### Exercise:
Convert the stretch of material below, from the line containing "y=127. Target: horse" through the line containing "x=160 y=153", into a numbered list. Omit any blank lines.

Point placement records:
+===+
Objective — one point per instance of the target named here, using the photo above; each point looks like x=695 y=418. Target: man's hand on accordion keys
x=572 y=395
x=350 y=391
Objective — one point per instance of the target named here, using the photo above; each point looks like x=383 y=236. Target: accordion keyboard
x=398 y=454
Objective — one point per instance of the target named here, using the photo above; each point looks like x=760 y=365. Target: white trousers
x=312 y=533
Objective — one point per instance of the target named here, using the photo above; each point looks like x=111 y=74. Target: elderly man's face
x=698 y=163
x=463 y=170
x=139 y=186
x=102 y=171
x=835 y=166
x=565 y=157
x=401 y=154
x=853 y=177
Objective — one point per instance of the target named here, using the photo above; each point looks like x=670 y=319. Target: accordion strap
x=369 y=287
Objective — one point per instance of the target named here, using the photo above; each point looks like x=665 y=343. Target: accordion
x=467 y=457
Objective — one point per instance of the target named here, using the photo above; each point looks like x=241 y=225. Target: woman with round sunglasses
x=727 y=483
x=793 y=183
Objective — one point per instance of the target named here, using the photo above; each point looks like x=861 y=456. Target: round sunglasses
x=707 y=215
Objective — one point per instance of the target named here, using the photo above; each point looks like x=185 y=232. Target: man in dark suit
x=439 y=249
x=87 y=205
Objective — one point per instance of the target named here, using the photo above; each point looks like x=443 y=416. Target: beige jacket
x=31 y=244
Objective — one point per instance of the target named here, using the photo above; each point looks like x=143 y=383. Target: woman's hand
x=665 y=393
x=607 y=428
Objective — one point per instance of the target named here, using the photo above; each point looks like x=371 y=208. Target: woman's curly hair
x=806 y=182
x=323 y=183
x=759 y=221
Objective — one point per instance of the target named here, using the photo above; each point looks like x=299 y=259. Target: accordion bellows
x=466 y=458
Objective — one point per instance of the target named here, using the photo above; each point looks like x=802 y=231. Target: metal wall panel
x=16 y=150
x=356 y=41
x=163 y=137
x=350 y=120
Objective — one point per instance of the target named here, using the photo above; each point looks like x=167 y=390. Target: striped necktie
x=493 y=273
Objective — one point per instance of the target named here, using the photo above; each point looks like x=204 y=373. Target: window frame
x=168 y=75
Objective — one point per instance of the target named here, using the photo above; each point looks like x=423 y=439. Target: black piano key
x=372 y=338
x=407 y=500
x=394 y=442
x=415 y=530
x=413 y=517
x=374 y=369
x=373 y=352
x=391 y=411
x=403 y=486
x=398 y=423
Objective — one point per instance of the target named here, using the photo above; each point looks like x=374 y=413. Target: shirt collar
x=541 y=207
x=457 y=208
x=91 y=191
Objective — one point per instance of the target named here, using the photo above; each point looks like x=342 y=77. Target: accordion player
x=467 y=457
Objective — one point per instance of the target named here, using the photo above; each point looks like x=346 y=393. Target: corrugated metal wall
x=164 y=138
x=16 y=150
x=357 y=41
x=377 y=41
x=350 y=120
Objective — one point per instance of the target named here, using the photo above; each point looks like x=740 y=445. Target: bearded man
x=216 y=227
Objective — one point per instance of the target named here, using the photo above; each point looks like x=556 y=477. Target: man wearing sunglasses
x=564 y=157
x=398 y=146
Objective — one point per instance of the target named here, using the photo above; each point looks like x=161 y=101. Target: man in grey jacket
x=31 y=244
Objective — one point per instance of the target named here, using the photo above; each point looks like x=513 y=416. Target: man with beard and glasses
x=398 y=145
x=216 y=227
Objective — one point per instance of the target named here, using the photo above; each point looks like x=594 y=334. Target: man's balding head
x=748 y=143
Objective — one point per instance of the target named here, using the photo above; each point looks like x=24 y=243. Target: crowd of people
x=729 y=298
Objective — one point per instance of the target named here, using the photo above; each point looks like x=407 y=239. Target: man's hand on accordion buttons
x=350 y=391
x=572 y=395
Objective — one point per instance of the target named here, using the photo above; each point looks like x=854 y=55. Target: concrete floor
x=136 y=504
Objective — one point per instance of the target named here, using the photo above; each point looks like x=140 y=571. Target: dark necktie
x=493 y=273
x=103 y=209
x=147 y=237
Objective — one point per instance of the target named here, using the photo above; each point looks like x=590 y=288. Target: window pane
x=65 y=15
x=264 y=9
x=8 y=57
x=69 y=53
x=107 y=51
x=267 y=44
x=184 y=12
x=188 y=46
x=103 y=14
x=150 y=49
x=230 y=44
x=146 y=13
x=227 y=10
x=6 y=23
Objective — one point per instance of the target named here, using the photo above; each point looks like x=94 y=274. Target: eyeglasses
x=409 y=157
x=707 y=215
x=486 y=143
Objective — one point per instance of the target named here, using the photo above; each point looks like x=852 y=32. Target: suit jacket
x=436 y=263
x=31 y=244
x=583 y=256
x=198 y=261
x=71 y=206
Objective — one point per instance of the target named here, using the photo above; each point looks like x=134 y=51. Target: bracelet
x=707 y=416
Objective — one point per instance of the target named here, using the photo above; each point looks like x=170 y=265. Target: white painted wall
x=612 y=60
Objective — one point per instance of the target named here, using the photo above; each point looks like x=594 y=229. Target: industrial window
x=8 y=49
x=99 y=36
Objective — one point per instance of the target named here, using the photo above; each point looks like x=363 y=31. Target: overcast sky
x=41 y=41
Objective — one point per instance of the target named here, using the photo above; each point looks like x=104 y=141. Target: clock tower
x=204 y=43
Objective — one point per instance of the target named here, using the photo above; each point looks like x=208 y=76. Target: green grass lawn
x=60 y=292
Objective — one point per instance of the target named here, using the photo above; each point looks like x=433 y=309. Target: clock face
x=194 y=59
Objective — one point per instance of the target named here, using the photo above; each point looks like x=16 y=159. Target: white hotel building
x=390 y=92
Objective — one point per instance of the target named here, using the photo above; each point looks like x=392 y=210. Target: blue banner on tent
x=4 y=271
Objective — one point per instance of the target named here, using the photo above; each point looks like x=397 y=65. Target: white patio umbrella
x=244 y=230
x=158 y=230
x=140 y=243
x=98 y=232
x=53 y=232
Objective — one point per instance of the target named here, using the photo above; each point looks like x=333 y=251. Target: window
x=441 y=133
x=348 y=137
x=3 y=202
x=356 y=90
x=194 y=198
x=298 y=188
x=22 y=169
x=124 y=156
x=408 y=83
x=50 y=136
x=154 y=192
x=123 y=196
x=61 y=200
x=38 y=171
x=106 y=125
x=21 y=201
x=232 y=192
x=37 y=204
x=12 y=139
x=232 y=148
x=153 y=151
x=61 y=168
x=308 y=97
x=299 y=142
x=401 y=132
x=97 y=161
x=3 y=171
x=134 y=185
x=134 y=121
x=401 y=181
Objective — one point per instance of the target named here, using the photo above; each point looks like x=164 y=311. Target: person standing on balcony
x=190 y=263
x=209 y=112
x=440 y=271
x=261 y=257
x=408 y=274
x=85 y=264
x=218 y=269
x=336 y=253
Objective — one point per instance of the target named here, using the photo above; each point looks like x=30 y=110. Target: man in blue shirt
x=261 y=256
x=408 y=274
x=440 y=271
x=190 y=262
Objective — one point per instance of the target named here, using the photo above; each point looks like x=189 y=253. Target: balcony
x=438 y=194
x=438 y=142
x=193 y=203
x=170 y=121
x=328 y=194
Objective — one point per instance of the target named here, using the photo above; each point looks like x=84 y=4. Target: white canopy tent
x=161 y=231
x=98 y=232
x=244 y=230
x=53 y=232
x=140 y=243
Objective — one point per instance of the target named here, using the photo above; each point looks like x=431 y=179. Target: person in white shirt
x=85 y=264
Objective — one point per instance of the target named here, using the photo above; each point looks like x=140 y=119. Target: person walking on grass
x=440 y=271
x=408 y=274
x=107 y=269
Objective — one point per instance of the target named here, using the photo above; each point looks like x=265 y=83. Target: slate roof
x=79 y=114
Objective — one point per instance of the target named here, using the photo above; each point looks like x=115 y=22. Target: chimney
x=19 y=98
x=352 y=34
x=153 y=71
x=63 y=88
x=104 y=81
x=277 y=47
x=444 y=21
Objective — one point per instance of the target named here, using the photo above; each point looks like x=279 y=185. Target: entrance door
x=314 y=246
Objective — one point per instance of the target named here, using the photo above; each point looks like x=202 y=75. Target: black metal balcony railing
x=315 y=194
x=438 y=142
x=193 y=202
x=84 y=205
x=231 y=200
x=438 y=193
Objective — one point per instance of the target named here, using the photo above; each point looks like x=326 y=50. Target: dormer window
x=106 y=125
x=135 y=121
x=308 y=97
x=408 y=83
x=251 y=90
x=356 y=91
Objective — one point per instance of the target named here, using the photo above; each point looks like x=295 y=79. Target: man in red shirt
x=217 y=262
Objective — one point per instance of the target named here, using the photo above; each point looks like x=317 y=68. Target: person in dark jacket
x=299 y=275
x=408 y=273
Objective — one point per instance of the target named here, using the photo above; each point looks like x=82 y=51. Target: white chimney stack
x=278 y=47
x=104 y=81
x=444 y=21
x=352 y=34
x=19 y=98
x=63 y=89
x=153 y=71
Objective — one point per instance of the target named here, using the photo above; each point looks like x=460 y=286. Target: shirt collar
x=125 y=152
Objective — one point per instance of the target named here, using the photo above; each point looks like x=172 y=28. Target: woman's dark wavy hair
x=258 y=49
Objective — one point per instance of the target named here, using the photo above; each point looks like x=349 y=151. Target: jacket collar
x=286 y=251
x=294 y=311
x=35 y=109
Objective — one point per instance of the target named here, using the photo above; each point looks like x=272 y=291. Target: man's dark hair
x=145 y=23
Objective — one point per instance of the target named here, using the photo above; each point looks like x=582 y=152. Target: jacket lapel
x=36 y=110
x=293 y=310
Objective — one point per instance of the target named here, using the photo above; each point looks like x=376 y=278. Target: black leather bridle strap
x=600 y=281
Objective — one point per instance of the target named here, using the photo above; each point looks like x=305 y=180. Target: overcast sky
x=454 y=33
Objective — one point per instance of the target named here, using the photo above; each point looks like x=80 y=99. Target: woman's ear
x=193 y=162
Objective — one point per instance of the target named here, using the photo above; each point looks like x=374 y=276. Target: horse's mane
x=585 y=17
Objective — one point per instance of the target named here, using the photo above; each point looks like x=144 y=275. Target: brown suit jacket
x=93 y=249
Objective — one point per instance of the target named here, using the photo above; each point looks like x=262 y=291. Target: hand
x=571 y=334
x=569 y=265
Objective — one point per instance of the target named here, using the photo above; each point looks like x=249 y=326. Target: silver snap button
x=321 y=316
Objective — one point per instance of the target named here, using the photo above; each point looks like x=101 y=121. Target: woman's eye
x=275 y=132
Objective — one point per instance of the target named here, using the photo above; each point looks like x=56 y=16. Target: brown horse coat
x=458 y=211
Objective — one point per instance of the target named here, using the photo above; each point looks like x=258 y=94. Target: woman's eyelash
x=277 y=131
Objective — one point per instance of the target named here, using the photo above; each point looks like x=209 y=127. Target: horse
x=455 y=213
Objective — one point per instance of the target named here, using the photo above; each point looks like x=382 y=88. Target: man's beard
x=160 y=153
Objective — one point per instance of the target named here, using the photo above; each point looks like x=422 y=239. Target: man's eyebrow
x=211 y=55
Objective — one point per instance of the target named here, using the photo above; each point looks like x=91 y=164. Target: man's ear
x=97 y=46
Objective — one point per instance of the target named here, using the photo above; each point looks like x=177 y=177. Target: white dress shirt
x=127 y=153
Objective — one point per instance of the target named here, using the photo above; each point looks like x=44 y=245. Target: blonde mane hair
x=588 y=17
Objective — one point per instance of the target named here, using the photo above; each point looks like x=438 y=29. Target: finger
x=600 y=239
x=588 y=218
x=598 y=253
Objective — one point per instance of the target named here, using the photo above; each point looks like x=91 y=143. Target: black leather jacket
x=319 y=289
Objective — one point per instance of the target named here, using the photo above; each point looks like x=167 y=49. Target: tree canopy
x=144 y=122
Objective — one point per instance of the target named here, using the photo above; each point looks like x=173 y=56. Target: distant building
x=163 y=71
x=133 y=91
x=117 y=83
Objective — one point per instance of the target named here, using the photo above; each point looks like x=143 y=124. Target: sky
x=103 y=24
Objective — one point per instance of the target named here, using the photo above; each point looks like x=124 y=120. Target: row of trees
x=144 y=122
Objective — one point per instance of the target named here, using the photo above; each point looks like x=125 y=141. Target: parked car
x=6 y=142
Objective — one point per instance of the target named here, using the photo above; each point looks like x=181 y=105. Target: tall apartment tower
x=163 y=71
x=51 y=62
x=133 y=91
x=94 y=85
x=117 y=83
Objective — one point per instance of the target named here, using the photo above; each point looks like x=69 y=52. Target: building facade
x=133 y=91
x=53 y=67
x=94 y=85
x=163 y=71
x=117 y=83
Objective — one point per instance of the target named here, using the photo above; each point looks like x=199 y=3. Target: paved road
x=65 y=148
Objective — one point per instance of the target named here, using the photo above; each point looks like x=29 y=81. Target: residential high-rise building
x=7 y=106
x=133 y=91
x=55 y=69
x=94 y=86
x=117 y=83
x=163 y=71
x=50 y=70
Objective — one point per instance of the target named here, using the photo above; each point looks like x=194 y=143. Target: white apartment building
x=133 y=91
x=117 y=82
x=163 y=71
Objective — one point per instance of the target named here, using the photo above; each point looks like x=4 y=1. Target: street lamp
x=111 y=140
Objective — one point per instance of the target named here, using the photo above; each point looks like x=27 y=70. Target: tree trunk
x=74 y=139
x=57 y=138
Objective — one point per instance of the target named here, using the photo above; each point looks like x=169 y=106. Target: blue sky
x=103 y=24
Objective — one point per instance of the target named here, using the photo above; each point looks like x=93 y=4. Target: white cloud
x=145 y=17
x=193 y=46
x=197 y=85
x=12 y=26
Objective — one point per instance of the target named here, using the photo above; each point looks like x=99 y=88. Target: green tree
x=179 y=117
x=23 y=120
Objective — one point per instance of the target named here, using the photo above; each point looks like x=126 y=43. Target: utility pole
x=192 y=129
+===+
### Response to the exercise:
1. Objective — one point per instance of the target named here, using the photo above; each point looks like x=209 y=127. Target: horse
2. x=455 y=213
3. Objective — one point per instance of the target named here, using the photo above; each point looks like x=382 y=88. Target: man's beard
4. x=160 y=153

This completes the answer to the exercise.